El escenario fue dantesco. En la capital, un niño descalzo trepaba por un dique a medio construir, rodeado de un lodazal que no distingue entre promesas electorales y realidades truncas. En otro rincón, un hombre pedaleaba un triciclo contra la corriente y entre escombros, con la estoica resignación de quien sabe que la ayuda oficial es una fantasía.

La agencia meteorológica filipina catalogó a Ragasa como una “amenaza letal”, y no exageraba: más de 10.000 personas fueron evacuadas ante el peligro de inundaciones masivas, deslizamientos y marejadas que podían arrasar poblaciones costeras. Pero el verdadero desastre no es solo climático. Un escándalo de proporciones colosales ha revelado que 545.000 millones de pesos (unos 8.000 millones de euros) destinados a prevenir inundaciones se han esfumado en proyectos que, en el mejor de los casos, son chapuzas, y en el peor, simples espejismos.

El domingo, antes de que este monstruo descargara su furia, las arterias urbanas de Manila, Cebú, Davao y otras ciudades se convirtieron en un hervidero de indignación. La “Marcha del Billón de Pesos”, como la bautizaron, congregó entre 61.000 y 130.000 personas, según estimaciones policiales. Sin líderes visibles ni partidos al frente, el movimiento brotó de las redes sociales, aulas universitarias, iglesias y el murmullo de las comunidades.

Estudiantes, obreros, religiosos y ancianos se unieron en un grito unánime contra un sistema que les ha robado la seguridad. “¡Marcos, ladrón! ¡Fuera ya!”, resonaba en pancartas improvisadas que denunciaban “proyectos fantasma”. Un informe del Congreso destapó la magnitud del latrocinio: desde que Ferdinand Marcos Jr. asumió la presidencia en 2022, miles de millones de pesos se han volatilizado en contratos fraudulentos, dejando al país a merced de los caprichos climáticos.

La espontaneidad de las protestas las hace impredecibles, pero también genuinas. No hay un mesías político liderando la carga; la fuerza motriz es la indignación moral de un pueblo harto. Sin embargo, esta ausencia de estructura podría derivar en caos o en una represión estatal que la nación conoce bien. En las avenidas, las voces de los disidentes claman entre la frustración y una férrea resistencia.

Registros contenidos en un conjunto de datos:
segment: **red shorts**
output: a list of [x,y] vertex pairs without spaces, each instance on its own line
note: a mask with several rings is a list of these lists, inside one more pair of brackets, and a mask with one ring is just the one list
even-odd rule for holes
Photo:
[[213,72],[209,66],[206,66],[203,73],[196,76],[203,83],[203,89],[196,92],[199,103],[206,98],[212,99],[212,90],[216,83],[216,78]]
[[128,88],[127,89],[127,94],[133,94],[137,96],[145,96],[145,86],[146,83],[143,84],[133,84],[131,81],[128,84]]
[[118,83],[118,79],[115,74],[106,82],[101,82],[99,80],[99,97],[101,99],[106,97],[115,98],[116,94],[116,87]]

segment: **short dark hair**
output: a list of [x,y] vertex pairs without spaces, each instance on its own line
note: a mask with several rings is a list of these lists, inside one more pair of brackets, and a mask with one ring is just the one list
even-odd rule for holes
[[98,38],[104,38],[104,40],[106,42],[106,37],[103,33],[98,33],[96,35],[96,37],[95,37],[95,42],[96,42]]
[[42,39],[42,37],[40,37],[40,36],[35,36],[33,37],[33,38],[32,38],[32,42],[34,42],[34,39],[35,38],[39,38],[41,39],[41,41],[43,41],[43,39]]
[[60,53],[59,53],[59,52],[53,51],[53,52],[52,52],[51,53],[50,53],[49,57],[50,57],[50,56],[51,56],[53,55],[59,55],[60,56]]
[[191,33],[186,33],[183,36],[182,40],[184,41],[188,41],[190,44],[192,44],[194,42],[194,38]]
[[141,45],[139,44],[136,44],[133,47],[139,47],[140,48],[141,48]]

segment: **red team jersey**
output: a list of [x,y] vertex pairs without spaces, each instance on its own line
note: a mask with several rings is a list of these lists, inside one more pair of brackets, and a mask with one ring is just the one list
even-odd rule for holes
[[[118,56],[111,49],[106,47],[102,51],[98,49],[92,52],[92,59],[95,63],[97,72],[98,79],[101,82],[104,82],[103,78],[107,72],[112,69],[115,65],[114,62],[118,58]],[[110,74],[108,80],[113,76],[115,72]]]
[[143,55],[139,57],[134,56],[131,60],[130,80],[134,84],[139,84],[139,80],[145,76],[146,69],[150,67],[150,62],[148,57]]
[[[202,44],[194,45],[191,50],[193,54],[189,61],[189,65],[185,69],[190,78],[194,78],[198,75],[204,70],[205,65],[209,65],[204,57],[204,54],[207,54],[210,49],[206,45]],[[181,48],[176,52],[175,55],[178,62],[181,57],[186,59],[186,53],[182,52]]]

Ejercicio propuesto A. Reproduce literalmente el pasaje del texto sobre el tifón Ragasa que empieza en "El escenario fue" y termina en "peor, simples espejismos.".
Ejercicio propuesto B. Prolonga el texto sobre el tifón Ragasa a partir de su última oración.
Estas filas no guardan ninguna relación con el texto sobre el tifón Ragasa.

Resultado A.
El escenario fue dantesco. En la capital, un niño descalzo trepaba por un dique a medio construir, rodeado de un lodazal que no distingue entre promesas electorales y realidades truncas. En otro rincón, un hombre pedaleaba un triciclo contra la corriente y entre escombros, con la estoica resignación de quien sabe que la ayuda oficial es una fantasía.

La agencia meteorológica filipina catalogó a Ragasa como una “amenaza letal”, y no exageraba: más de 10.000 personas fueron evacuadas ante el peligro de inundaciones masivas, deslizamientos y marejadas que podían arrasar poblaciones costeras. Pero el verdadero desastre no es solo climático. Un escándalo de proporciones colosales ha revelado que 545.000 millones de pesos (unos 8.000 millones de euros) destinados a prevenir inundaciones se han esfumado en proyectos que, en el mejor de los casos, son chapuzas, y en el peor, simples espejismos.

Resultado B.
Estudiantes de la Universidad Ateneo de Manila entonaban cánticos contra el presidente, a quien acusan de perpetuar el legado de su padre, el dictador Ferdinand Marcos Sr. “Es un déjà vu macabro. No queremos otro Marcos en el poder”, proclamaban, sosteniendo carteles que gritaban: “De la dictadura a la cleptocracia”. Hasta la Iglesia Católica, baluarte ético del país, ha alzado su voz. Sacerdotes bendicen las marchas y exhortan a “rebelarse contra la injusticia”. “La corrupción es un delito que condena a millones a la miseria”, predicaron, rememorando los días en que el cardenal Jaime Sin encabezó la Revolución del Poder del Pueblo en 1986.

Aunque la mayoría de las manifestaciones fueron pacíficas, la tensión estalló en puntos neurálgicos de Manila. En la calle Mendiola, cerca del Palacio de Malacañang, y en el puente Ayala, grupos de jóvenes enmascarados arrojaron piedras y cócteles Molotov, incendiando un camión y una motocicleta policial. La respuesta no se hizo esperar: chorros de agua a presión, sirenas ensordecedoras y nubes de gas lacrimógeno dispersaron a la multitud. Más de 200 personas fueron detenidas, incluyendo 88 menores, el más joven de apenas 12 años, según el alcalde de Manila, Isko Morena. Las fuerzas del orden reportaron 93 agentes heridos y 50 civiles atendidos por lesiones. “No sabemos si fueron manifestantes o alborotadores pagados”, afirmó la portavoz policial Hazel Asilo, sembrando sospechas de infiltrados que podrían justificar una escalada represiva.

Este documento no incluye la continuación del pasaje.